EXCERPTED PASSAGE —
Shares of Caesars Entertainment (NASDAQ:CZR) are off almost 59% year-to-date, marking one of the worst showings in the gaming space. That’s sparked concerns on Wall Street that the stock is vulnerable to economic contraction and a potential pullback in consumer spending.
In a note to clients, Stifel analyst Steven Wieczynski slashes his price target on Caesars to $63 from $113, while reiterating a “buy” rating. He says Caesars is the second-worst performing stock in his coverage this year, a notion that appeared “crazy” at the start of 2022.
With fears around the consumer mounting and a balance sheet that many believe is over-levered, CZR shares have taken it on the chin,” writes Wieczynski. “That’s why we believe the time has come to price a full-blown recession into our estimates.”
Despite the analyst dramatic price forecast revision, Caesars stock is higher by more than 8% in late trading. It joined a broader Tuesday rally in gaming equities.
Caesars Risk/Reward Decent Despite Recession Fears
Escalating fears of economic contraction are being stoked this month. That’s as the Federal Reserve continues a scorched-earth campaign of interest rate hikes to quash inflation.
All of that is seen as a toxic brew for the consumer discretionary sector, which is where gaming stocks reside. As it is, some gaming executives say they’re already seeing signs of inflation crimping spending. It’s widely expected more operators will offer commentary on that subject on upcoming second-quarter earnings conference calls.
Wieczynski acknowledges that a “dramatic slowdown” in consumer spending and travel could arrive as soon as 2023. As such, he’s trimming Caesars 2023-24 property-level earnings before interest, taxes, depreciation, and amortization (EBITDA) estimates by 18%. On the other hand, it’s not all bad news for the Harrah’s operator.

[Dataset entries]
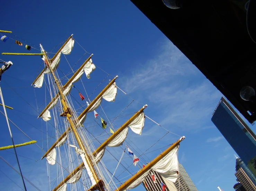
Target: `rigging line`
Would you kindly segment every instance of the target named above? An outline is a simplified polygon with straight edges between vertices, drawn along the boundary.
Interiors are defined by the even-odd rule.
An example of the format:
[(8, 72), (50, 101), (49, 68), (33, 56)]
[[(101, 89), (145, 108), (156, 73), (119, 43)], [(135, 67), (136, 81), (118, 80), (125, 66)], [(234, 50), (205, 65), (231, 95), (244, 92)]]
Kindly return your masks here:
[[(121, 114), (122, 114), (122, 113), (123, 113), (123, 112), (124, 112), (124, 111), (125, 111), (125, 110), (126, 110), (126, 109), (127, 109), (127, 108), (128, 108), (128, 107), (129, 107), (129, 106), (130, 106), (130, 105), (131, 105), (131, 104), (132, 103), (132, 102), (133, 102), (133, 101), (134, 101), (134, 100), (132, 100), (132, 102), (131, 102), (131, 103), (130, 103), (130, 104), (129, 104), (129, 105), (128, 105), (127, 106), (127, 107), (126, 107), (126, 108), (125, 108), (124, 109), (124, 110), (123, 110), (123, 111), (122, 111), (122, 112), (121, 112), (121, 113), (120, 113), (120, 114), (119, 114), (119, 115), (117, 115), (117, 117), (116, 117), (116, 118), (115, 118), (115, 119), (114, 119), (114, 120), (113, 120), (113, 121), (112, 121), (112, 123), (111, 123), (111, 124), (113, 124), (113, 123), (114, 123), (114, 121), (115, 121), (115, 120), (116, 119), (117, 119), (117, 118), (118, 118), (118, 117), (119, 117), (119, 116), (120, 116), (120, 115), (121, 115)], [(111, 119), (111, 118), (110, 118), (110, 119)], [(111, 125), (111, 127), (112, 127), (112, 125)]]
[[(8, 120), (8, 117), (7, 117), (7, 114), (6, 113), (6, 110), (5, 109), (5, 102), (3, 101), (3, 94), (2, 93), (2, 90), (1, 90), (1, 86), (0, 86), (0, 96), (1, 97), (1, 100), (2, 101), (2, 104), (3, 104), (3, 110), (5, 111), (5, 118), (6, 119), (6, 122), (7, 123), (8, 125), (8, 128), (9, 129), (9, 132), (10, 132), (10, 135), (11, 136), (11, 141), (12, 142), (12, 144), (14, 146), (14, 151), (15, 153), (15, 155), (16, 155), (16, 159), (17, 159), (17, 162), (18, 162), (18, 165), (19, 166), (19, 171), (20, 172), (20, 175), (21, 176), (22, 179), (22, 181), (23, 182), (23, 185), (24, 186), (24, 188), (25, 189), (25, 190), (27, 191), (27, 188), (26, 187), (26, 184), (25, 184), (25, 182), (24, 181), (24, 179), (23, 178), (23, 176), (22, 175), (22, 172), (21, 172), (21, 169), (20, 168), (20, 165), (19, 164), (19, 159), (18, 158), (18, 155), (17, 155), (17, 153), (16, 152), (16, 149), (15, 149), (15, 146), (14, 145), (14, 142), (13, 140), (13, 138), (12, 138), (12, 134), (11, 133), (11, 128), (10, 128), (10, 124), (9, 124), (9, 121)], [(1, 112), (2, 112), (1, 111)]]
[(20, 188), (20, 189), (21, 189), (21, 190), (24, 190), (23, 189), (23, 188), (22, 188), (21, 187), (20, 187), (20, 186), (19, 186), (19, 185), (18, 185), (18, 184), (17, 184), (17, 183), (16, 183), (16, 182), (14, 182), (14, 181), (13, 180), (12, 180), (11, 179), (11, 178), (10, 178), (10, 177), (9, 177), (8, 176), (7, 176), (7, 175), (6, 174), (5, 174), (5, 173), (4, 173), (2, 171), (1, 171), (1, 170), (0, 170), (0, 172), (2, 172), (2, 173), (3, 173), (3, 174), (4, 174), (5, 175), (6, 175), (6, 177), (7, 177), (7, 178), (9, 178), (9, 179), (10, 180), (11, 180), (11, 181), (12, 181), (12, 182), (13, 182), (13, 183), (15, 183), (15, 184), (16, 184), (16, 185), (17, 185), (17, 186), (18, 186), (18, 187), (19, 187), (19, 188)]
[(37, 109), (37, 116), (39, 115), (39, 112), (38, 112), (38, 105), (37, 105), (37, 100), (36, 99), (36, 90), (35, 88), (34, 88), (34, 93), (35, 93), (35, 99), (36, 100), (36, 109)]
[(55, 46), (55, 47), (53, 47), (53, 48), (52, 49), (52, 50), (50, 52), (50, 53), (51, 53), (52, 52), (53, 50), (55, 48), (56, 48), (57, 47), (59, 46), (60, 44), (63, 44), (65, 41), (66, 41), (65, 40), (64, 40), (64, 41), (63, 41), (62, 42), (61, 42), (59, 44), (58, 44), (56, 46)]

PROMPT A — Return the passage of the Caesars stock article starting at "Wieczynski acknowledges that" and ending at "the Harrah’s operator.".
PROMPT B — According to the Caesars stock article, why does Wieczynski say the time has come to price a full-blown recession into his estimates? Answer in one to three sentences.
PROMPT C — Write what comes next in the Caesars stock article, picking up after its final sentence.

TASK RESPONSE A —
Wieczynski acknowledges that a “dramatic slowdown” in consumer spending and travel could arrive as soon as 2023. As such, he’s trimming Caesars 2023-24 property-level earnings before interest, taxes, depreciation, and amortization (EBITDA) estimates by 18%. On the other hand, it’s not all bad news for the Harrah’s operator.

TASK RESPONSE B — Fears about the consumer are mounting, and many believe Caesars' balance sheet is over-levered. As a result, CZR shares have taken it on the chin.

TASK RESPONSE C —
“Sounds terrible, right? Well, even after significantly cutting our out-year estimates, we still see plenty of long-term value, and believe CZR shares have overcorrected,” says the analyst.
Revisiting Caesars Story
Alone, the aforementioned factors of rising interest rates, persistent inflation, and increasing recession jitters are enough to weigh on any consumer cyclical stock. The sector is one of the worst-performing groups this year.
With $13.5 billion in debt at the end of the first quarter — one of the largest burdens in the gaming industry — those scenarios are amplified with Caesars. Still, it’s possible that the stock has corrected too dramatically, indicating that investors may want to revisit this story.
“Our revised $63 price target still shows ~63% upside from current levels. Even after pricing in a full-blown recession, we believe CZR’s core operations are worth ~$42/share. With shares still trading south of $40/share, we believe the risk/reward is too good to pass up at this point,” concludes Wieczynski.
The analyst adds that Caesars is reining in advertising and promotional spending for its iGaming and online sports wagering unit. He noted that it’s inconceivable that those businesses should sport negative equity value.